* _WHAT YOU WILL DO_
Please report each line of the material below that contains the word "blue", copying every such line in full. Only matches in the same case count.
─── ENTRIES
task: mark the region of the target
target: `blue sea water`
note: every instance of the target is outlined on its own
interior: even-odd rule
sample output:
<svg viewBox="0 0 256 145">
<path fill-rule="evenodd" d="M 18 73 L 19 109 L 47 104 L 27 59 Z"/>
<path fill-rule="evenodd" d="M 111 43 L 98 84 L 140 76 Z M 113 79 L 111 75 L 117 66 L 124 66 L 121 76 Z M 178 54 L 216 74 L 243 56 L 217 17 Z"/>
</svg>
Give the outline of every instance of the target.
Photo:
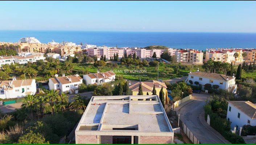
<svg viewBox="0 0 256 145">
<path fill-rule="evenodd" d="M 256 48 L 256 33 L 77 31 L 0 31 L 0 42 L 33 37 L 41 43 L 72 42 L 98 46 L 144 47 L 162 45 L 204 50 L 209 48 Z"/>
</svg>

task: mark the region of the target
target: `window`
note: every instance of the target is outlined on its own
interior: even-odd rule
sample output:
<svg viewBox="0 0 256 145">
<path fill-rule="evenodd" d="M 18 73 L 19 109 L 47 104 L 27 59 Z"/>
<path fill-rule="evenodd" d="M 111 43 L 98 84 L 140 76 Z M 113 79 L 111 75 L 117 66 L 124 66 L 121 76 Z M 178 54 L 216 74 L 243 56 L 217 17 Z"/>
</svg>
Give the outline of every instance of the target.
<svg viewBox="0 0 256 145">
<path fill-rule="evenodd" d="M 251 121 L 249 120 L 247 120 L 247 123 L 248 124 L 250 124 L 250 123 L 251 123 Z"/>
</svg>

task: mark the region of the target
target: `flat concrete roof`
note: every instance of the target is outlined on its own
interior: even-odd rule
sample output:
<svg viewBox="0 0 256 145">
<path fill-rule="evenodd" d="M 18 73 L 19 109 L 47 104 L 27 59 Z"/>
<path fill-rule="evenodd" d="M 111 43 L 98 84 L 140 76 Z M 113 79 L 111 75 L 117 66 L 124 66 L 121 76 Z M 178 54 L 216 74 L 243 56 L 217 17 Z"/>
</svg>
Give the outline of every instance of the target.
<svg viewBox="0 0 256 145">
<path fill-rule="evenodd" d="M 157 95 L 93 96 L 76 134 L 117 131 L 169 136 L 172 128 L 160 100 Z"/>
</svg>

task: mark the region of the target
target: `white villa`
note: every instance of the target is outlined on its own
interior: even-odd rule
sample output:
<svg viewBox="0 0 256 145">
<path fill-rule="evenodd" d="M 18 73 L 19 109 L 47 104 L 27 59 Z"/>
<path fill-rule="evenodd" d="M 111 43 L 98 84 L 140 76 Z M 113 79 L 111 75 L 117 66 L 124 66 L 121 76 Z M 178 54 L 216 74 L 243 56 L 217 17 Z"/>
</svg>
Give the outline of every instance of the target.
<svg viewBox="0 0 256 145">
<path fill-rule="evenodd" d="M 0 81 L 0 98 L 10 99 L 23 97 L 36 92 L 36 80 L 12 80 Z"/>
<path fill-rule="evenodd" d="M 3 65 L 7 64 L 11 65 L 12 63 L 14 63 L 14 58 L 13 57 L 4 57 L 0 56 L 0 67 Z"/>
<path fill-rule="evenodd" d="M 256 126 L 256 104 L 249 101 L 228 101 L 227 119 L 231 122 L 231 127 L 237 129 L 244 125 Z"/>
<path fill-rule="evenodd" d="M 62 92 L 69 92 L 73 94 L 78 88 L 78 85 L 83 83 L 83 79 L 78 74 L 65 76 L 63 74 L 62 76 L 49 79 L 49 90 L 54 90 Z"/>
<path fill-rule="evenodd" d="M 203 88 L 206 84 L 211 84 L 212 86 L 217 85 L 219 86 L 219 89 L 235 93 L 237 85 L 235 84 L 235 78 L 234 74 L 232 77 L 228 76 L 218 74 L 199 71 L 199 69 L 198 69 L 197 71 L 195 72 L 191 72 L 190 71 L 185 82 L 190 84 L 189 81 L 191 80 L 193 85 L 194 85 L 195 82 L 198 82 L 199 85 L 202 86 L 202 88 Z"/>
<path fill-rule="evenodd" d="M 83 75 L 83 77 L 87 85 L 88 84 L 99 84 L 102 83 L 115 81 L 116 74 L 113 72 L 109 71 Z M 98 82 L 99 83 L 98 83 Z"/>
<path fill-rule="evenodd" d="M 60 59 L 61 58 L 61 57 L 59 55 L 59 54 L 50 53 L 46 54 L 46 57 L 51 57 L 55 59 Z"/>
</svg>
──────
─── ENTRIES
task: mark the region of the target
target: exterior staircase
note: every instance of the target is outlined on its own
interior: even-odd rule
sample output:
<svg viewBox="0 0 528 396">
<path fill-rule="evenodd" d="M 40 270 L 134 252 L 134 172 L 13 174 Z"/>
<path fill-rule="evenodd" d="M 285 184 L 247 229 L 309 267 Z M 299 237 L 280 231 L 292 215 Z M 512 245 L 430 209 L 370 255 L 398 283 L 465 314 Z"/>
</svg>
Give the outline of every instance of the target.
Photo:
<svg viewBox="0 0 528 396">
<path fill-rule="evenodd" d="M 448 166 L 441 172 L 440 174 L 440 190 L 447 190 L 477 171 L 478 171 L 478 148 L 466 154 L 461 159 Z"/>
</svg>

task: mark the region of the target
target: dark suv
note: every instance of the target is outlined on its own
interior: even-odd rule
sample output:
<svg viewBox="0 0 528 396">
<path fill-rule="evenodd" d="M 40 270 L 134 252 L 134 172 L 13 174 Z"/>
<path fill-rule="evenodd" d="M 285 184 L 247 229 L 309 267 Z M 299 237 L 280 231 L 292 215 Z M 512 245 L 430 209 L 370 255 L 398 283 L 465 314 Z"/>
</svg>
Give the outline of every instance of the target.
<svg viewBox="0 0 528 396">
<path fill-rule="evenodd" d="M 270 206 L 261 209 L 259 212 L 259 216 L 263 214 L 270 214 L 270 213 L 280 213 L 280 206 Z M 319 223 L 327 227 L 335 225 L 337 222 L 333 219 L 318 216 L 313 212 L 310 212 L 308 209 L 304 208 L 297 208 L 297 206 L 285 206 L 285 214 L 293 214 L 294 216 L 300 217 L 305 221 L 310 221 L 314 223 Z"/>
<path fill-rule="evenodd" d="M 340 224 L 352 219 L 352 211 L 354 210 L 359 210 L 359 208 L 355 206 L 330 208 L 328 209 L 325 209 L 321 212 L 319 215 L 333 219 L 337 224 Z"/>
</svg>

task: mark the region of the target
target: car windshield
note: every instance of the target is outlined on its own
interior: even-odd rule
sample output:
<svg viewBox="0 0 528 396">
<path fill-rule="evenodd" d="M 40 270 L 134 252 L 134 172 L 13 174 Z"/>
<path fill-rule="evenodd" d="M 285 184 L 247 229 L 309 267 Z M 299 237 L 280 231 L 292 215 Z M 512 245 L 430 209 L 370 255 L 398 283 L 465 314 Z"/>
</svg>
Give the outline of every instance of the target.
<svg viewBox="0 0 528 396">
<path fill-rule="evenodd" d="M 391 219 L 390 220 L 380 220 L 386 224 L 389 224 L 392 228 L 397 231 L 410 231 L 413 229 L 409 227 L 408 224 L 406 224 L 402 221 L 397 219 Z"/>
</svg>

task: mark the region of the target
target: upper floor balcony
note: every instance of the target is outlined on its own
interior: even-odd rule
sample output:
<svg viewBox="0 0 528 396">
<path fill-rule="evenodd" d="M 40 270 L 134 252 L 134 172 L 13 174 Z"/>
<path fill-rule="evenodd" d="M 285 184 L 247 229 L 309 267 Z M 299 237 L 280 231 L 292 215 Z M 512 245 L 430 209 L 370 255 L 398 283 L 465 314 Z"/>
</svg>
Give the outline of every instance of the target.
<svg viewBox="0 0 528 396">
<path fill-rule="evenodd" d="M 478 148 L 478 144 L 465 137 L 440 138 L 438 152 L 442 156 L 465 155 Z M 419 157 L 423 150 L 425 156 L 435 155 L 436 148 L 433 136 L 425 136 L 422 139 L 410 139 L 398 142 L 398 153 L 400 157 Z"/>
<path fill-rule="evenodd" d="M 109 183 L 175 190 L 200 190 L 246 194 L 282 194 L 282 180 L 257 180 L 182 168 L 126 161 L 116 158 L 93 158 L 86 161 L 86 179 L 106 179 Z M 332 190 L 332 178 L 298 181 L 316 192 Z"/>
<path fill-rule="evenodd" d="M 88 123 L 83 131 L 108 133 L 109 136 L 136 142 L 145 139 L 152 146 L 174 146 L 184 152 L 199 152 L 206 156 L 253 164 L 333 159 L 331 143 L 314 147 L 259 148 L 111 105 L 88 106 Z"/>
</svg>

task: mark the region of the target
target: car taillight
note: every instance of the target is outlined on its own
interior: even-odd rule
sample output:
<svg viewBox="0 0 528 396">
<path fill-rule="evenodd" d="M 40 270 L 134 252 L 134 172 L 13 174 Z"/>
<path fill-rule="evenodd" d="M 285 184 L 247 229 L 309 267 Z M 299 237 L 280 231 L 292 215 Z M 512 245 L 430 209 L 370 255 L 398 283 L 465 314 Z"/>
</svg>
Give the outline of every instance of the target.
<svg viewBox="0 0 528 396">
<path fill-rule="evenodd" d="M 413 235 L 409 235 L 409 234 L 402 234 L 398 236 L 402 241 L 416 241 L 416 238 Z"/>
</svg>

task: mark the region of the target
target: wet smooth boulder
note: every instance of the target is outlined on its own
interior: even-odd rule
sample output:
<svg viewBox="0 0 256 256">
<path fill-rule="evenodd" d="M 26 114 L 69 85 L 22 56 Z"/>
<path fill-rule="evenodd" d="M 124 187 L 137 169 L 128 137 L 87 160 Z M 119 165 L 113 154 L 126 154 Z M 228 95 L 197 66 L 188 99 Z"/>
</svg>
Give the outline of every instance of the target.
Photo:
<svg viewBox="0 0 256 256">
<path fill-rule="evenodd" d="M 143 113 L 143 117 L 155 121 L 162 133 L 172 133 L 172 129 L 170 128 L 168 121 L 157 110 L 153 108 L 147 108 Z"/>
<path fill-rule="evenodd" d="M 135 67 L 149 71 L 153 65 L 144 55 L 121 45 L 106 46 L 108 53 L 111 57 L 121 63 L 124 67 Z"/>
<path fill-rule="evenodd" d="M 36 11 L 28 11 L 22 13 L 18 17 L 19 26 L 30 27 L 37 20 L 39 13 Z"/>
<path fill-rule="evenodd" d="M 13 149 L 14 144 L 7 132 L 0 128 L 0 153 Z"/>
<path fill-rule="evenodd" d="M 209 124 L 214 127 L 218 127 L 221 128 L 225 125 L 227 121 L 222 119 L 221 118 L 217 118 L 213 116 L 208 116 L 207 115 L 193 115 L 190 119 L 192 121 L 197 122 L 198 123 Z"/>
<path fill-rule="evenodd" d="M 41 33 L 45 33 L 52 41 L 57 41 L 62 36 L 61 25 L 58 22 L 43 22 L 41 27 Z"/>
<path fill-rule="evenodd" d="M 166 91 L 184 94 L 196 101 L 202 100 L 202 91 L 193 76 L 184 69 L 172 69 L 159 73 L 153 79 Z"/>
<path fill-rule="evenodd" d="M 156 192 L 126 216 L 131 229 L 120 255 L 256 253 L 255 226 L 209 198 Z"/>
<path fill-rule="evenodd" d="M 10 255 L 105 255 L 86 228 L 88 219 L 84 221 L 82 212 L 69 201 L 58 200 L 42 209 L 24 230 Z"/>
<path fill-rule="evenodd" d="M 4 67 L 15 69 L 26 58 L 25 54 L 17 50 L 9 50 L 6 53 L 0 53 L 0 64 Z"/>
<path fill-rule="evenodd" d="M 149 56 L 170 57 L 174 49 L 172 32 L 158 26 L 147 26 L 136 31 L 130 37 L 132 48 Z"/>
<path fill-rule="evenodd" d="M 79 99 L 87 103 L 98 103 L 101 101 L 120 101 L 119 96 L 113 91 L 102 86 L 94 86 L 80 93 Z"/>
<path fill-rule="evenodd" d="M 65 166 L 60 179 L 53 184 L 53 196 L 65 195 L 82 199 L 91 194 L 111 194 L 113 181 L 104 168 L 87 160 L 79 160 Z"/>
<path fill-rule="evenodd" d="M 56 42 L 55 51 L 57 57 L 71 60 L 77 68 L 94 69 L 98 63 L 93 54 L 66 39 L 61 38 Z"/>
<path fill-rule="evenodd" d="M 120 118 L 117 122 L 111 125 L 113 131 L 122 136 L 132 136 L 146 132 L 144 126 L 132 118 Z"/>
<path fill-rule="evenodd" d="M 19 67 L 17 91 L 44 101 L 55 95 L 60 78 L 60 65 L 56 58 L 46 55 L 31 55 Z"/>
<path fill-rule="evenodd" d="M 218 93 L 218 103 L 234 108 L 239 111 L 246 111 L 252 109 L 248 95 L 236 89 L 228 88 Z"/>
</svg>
──────
─── ENTRIES
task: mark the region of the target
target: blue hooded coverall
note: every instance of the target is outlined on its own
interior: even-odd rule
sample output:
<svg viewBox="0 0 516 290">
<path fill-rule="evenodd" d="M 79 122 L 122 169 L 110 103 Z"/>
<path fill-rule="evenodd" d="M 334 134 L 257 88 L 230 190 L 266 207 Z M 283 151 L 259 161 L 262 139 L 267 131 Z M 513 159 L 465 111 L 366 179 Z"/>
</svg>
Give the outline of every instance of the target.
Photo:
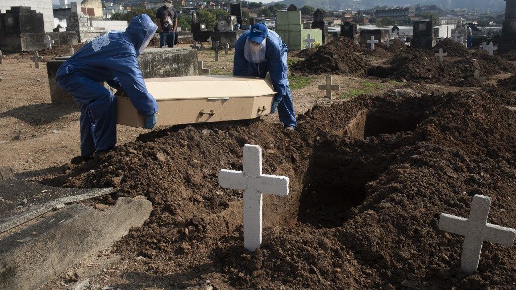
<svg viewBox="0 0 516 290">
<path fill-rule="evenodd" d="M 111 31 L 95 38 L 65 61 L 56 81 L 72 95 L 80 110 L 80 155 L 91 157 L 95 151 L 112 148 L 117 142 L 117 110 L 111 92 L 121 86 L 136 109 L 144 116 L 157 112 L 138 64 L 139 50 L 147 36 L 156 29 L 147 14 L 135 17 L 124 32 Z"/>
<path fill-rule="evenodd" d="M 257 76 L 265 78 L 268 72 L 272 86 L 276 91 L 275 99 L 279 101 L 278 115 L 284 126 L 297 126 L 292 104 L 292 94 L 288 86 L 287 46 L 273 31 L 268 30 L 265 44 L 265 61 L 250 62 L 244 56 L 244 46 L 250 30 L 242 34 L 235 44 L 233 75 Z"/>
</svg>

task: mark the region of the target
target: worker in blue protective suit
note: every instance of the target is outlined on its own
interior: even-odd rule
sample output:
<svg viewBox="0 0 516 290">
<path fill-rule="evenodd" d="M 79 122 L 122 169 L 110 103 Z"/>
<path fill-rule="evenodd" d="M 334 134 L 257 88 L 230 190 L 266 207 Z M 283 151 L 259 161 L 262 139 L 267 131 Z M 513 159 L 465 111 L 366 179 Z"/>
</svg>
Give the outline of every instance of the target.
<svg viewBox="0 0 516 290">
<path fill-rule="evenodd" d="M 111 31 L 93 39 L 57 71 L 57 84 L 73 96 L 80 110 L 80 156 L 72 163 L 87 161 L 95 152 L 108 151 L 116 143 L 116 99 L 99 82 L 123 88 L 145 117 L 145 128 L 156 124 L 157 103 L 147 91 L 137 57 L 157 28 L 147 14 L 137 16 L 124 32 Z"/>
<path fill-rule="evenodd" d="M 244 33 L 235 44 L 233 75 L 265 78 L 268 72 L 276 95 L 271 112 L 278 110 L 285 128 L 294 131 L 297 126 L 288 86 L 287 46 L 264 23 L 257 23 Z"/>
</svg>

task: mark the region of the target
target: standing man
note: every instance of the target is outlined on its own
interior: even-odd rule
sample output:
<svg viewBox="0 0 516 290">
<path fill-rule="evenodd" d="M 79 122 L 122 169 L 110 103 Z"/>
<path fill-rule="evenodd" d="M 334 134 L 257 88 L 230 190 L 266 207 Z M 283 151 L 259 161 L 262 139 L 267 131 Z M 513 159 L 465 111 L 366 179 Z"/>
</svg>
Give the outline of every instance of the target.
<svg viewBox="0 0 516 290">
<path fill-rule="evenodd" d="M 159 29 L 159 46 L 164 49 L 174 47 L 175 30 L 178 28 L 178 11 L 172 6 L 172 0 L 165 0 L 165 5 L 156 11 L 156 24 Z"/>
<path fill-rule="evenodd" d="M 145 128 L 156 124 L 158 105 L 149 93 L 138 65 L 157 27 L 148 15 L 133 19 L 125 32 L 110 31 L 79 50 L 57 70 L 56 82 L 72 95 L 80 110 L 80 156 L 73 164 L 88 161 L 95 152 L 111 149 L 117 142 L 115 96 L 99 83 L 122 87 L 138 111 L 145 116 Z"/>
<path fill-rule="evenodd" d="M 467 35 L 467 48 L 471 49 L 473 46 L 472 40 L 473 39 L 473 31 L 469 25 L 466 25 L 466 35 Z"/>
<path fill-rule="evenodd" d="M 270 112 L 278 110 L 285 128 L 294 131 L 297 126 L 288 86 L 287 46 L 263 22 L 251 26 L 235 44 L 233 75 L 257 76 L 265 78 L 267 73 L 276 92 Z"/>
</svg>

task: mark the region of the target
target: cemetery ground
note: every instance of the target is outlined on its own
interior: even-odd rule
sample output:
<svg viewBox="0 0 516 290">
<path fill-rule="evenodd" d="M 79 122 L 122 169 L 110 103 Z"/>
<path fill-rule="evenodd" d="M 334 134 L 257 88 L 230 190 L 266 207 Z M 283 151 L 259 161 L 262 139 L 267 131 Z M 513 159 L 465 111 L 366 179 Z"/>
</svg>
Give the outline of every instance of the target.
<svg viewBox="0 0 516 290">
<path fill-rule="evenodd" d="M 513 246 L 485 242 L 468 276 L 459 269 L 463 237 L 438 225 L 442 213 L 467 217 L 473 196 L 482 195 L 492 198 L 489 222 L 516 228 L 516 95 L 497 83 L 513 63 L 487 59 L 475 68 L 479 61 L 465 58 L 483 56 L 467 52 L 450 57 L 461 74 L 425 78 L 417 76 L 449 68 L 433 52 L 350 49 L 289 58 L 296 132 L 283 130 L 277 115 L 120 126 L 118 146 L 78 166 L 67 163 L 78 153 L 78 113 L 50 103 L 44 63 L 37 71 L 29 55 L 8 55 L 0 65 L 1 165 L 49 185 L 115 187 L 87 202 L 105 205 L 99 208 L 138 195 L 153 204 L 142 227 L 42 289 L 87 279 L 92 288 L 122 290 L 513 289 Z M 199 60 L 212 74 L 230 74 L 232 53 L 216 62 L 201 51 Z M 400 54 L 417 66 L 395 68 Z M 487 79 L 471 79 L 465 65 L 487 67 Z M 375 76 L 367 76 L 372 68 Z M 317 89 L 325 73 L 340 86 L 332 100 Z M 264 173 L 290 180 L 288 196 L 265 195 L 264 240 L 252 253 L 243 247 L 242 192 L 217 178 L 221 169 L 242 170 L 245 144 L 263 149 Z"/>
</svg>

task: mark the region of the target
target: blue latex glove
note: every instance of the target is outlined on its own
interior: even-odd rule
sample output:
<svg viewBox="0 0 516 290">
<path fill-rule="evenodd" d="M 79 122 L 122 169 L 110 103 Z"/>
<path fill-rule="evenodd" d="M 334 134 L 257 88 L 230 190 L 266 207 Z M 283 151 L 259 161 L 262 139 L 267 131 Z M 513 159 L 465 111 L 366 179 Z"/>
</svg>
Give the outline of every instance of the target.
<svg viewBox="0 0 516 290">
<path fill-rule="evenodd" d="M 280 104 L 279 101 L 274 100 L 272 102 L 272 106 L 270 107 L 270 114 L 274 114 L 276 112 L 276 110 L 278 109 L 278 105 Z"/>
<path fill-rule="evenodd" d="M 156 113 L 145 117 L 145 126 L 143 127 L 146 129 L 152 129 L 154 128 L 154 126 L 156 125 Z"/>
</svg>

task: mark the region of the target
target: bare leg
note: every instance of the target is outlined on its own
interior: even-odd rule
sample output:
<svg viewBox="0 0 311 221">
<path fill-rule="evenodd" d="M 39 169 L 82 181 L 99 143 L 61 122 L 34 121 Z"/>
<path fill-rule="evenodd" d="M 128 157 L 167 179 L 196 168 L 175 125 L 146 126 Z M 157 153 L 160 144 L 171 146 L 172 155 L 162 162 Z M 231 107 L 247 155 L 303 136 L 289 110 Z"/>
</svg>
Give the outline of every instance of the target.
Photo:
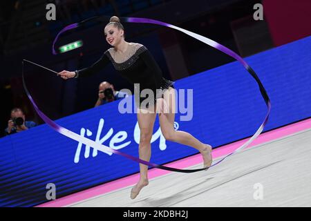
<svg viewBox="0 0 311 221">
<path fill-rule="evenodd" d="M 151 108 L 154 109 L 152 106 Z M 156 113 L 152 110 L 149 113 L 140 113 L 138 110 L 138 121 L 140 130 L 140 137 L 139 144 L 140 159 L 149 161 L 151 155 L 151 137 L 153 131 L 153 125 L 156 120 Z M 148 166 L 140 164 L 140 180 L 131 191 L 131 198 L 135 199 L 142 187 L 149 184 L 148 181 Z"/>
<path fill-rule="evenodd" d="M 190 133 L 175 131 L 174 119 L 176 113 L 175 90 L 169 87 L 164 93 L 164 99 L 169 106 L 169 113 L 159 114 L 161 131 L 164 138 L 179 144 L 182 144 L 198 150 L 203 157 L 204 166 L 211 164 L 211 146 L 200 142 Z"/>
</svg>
──────
* _WRITTEN SOLUTION_
target: `blue sea water`
target: blue hooded coverall
target: worker in blue protective suit
target: blue latex glove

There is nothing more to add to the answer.